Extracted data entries
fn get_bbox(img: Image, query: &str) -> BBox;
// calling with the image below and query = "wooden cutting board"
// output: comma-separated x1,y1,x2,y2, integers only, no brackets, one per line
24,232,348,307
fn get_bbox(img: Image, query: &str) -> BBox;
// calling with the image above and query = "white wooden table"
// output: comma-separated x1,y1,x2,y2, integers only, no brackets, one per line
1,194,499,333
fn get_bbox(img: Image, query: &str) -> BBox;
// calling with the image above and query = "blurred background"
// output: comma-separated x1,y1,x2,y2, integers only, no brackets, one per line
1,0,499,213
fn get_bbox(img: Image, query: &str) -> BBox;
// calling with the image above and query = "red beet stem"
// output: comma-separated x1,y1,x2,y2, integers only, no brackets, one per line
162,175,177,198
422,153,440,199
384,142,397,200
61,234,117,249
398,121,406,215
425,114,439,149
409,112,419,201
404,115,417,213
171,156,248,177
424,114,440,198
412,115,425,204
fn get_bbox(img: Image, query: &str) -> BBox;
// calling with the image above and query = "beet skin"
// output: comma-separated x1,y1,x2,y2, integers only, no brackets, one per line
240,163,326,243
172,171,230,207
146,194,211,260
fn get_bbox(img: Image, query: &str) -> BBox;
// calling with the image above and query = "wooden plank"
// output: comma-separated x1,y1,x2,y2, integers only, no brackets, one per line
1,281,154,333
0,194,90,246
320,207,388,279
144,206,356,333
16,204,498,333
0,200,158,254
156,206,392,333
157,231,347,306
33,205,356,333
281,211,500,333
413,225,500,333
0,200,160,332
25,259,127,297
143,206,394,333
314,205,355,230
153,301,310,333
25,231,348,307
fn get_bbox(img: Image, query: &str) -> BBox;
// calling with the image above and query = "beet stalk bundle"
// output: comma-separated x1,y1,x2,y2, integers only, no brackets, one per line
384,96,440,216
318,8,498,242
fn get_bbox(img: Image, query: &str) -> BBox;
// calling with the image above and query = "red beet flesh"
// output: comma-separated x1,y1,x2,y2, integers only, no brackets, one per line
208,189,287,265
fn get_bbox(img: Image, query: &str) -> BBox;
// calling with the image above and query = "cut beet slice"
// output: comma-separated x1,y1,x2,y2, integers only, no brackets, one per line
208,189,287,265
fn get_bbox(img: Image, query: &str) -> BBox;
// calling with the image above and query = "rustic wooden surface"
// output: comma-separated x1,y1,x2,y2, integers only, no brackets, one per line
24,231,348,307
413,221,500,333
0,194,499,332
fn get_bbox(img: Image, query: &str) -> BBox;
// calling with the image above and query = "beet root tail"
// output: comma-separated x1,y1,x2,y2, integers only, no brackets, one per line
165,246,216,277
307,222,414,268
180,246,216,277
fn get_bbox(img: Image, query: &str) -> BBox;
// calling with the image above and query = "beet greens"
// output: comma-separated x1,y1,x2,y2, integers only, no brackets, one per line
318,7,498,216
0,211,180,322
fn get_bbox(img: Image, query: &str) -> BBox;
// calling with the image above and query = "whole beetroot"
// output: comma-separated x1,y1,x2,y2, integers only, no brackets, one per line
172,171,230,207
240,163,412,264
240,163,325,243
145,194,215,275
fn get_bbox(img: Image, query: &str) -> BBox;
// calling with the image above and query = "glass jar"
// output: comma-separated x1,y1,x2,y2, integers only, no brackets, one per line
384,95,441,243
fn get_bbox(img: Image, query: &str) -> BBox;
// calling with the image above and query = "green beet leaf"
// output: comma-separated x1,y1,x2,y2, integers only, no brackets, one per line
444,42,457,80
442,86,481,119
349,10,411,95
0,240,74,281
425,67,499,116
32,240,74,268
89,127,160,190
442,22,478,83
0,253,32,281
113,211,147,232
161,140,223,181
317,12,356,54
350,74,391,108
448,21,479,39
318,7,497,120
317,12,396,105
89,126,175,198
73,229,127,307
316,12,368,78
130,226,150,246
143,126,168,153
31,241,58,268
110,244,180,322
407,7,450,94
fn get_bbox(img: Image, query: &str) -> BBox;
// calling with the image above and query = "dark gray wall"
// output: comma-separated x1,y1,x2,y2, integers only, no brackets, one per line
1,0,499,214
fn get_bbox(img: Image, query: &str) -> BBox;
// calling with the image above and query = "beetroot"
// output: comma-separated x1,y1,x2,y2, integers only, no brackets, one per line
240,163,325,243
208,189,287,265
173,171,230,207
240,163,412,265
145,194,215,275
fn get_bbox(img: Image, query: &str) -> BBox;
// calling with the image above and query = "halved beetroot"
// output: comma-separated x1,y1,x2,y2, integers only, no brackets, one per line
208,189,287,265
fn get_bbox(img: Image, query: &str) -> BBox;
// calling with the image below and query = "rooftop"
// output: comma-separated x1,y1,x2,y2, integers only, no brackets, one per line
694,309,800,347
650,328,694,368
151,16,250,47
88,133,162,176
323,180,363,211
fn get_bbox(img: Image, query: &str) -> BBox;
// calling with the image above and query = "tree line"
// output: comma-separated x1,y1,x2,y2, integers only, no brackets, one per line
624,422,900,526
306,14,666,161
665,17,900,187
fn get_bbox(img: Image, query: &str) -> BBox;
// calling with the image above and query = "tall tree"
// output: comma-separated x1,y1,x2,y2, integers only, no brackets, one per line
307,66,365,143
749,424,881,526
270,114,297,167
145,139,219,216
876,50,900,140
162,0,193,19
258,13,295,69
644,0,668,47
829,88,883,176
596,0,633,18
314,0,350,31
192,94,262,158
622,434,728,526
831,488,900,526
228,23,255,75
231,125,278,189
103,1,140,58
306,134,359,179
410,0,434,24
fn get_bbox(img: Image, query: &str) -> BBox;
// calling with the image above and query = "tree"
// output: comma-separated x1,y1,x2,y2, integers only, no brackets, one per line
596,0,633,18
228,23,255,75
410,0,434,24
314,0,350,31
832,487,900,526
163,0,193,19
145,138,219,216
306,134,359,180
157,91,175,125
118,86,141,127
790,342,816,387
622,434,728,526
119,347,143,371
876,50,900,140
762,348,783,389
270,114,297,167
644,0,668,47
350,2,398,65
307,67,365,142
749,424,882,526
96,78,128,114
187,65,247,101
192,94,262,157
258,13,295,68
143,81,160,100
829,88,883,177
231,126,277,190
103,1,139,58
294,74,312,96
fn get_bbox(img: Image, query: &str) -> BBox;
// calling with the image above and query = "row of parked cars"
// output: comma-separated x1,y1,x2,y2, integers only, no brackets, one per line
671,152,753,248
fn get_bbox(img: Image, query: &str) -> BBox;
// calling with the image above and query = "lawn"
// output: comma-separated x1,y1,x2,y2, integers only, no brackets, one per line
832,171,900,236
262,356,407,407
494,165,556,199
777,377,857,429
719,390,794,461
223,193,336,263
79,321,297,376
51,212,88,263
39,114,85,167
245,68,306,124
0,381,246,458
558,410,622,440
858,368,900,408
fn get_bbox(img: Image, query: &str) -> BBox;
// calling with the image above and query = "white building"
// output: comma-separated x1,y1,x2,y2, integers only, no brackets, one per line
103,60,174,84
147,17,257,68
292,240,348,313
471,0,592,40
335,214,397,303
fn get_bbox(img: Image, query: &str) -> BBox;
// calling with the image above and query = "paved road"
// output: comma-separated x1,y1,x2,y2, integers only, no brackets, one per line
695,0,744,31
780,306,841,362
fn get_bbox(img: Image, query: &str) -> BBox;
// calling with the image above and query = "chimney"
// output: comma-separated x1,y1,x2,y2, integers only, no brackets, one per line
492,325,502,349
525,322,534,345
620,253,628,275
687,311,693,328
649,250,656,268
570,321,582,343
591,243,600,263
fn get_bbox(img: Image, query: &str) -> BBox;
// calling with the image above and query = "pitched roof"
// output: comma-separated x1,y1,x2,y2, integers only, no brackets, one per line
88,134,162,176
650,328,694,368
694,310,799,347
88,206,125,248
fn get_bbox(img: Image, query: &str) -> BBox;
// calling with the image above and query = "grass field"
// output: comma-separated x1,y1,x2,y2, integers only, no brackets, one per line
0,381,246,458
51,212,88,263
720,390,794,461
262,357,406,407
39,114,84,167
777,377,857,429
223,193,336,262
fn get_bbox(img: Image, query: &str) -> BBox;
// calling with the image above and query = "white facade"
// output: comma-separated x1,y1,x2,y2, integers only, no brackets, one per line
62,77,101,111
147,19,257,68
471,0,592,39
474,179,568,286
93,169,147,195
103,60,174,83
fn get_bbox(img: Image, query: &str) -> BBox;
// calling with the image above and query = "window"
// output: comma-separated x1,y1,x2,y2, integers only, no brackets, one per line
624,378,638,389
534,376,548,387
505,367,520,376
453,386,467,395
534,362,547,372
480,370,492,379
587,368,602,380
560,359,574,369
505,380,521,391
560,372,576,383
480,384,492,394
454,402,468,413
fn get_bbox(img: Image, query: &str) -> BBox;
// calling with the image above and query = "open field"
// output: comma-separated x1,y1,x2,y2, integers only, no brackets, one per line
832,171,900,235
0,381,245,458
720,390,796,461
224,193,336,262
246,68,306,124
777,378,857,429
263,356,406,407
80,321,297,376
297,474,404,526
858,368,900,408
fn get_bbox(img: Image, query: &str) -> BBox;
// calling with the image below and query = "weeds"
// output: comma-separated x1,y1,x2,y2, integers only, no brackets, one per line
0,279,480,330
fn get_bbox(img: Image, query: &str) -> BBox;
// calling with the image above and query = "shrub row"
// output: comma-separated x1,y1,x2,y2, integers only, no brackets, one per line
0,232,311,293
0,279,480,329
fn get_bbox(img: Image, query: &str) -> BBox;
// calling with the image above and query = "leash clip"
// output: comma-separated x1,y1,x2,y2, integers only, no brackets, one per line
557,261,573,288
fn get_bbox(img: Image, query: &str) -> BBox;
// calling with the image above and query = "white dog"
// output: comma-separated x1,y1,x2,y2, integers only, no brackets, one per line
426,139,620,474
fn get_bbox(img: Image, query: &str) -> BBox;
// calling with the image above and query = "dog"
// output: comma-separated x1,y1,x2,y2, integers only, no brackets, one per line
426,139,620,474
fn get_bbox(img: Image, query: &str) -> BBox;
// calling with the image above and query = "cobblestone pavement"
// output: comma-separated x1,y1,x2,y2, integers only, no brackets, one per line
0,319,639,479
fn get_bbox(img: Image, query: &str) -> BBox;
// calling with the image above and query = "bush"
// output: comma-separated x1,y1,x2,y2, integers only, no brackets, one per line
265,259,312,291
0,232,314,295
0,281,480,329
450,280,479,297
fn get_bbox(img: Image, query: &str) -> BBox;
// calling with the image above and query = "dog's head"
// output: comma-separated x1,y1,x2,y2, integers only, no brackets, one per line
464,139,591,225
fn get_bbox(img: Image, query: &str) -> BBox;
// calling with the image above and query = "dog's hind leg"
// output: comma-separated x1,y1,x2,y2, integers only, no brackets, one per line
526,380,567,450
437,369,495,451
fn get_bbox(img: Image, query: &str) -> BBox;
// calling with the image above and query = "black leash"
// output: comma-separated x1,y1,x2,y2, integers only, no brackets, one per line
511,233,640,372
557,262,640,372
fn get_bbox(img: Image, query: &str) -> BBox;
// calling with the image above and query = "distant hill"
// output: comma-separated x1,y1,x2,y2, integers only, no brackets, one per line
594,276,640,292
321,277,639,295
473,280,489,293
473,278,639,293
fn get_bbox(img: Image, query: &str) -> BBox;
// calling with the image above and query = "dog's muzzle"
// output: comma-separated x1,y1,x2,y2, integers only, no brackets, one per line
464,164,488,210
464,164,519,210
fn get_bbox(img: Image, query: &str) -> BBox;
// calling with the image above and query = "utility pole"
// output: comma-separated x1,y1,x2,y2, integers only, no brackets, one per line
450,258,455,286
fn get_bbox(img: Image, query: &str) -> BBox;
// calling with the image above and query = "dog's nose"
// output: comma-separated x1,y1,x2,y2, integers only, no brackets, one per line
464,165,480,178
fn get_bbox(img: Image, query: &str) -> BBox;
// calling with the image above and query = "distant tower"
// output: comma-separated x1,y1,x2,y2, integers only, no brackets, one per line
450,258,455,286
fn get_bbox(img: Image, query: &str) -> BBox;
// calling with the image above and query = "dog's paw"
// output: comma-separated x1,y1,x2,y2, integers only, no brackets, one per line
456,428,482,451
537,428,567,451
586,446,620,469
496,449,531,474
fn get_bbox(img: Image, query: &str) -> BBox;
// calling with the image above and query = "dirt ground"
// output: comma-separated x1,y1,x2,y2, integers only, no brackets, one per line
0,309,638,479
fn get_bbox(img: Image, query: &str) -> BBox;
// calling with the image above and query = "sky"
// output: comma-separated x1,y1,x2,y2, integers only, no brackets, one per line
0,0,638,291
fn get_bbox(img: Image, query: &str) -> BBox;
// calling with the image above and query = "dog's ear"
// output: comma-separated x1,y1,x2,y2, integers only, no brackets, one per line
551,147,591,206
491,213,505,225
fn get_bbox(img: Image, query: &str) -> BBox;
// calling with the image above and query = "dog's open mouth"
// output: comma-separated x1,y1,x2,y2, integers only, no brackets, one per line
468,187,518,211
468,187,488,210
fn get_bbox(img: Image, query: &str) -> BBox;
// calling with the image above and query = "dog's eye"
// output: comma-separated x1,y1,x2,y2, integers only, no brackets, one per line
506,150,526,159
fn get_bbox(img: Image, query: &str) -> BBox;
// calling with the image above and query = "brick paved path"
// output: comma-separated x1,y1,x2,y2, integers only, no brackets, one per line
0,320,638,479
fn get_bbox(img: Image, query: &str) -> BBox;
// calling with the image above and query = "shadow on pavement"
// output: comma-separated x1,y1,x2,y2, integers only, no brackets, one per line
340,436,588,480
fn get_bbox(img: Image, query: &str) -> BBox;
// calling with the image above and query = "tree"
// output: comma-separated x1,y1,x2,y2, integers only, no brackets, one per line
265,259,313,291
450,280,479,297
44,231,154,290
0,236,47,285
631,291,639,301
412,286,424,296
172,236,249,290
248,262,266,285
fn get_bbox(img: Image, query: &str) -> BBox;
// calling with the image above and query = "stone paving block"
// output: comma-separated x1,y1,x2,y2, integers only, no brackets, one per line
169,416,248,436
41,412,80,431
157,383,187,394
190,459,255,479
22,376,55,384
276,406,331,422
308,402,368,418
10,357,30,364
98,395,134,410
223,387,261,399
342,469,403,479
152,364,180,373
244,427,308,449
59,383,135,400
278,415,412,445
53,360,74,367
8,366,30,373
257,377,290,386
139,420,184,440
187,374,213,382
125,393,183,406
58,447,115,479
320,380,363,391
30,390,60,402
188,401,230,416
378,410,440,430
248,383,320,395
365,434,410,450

→ **INSTRUCTIONS FOR THE TASK**
Only lines holding the word "pavement" belong in the answer; copy all of them from the records.

→ **EXERCISE ANSWER**
// calling with the image above and query = "cobblestone pavement"
// calling with the image above and query = "shadow on pavement"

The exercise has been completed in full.